- [PETUNJUK PENGERJAAN]: Tuliskan kembali seluruh kutipan tentang PNN dan CPNN di bawah ini secara utuh, kata demi kata.

Finally, kita sampai di
penghujung pembahasan terkait PNN dan CPNN. Yeaaay!
Berikut merupakan script R untuk
menghitung probabilitas kelas bersyarat dengan menggunakan PNN dan CPNN.
Pembahasan PNN dan CPNN berikut algoritma yang digunakan dalam script ini mengacu pada penelitian yang
dilakukan oleh Zeinaly dan Story (2017) dan dibuat oleh Pak Hastu tanpa
mengubah petunjuk dan arahan yang bapak berikan, hanya menambahkan sedikit keterangan
tambahan dan link untuk memahami
format fungsi R-nya lebih lanjut. Kalimat
yang saya cetak tebal (bold)
merupakan tambahan keterangan dari saya. Saya akan coba jelaskan secara garis
besar maksud dan alur berpikir dari script
yang saya lampirkan berikut ini, ya! Sekaligus akan saya sertakan juga
contoh datanya, jadi kalian langsung download juga.

- [DATA TERCATAT]:
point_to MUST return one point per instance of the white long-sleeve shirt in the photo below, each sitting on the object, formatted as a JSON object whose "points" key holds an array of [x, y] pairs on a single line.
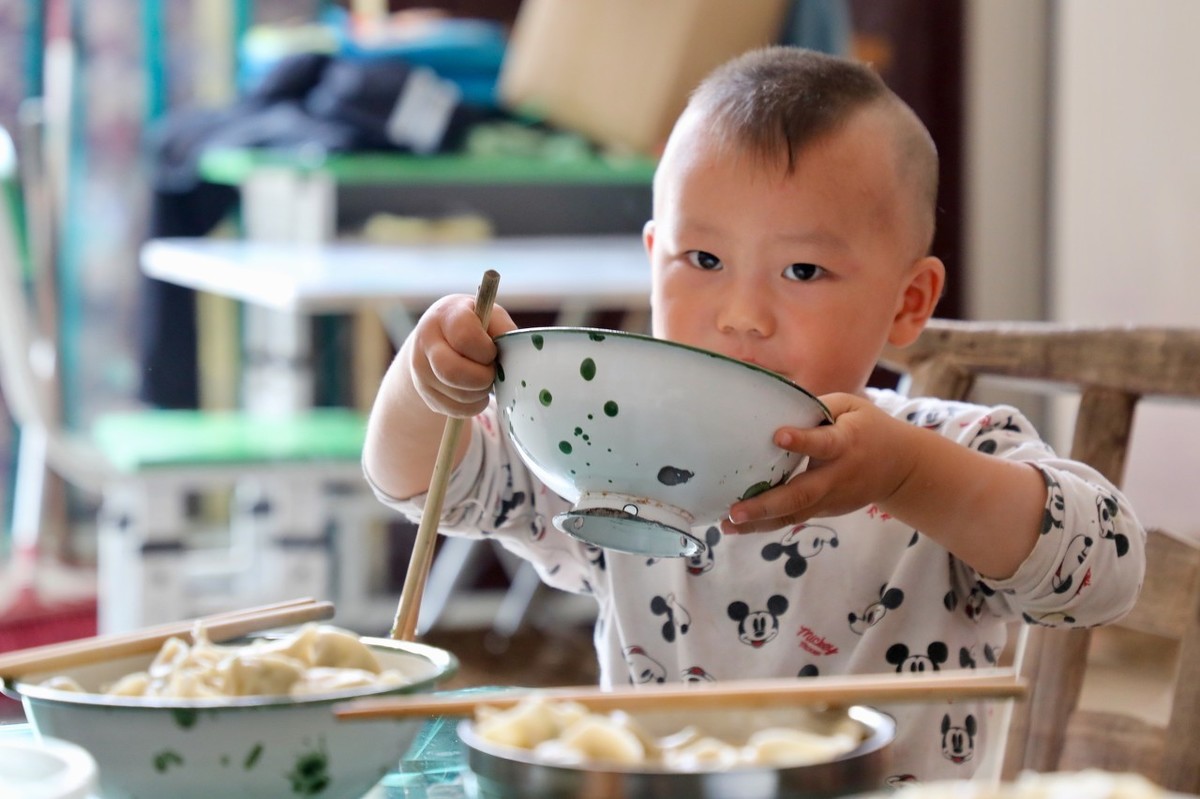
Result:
{"points": [[861, 593]]}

- [JAWABAN]:
Finally, kita sampai di
penghujung pembahasan terkait PNN dan CPNN. Yeaaay!
Berikut merupakan script R untuk
menghitung probabilitas kelas bersyarat dengan menggunakan PNN dan CPNN.
Pembahasan PNN dan CPNN berikut algoritma yang digunakan dalam script ini mengacu pada penelitian yang
dilakukan oleh Zeinaly dan Story (2017) dan dibuat oleh Pak Hastu tanpa
mengubah petunjuk dan arahan yang bapak berikan, hanya menambahkan sedikit keterangan
tambahan dan link untuk memahami
format fungsi R-nya lebih lanjut. Kalimat
yang saya cetak tebal (bold)
merupakan tambahan keterangan dari saya. Saya akan coba jelaskan secara garis
besar maksud dan alur berpikir dari script
yang saya lampirkan berikut ini, ya! Sekaligus akan saya sertakan juga
contoh datanya, jadi kalian langsung download juga.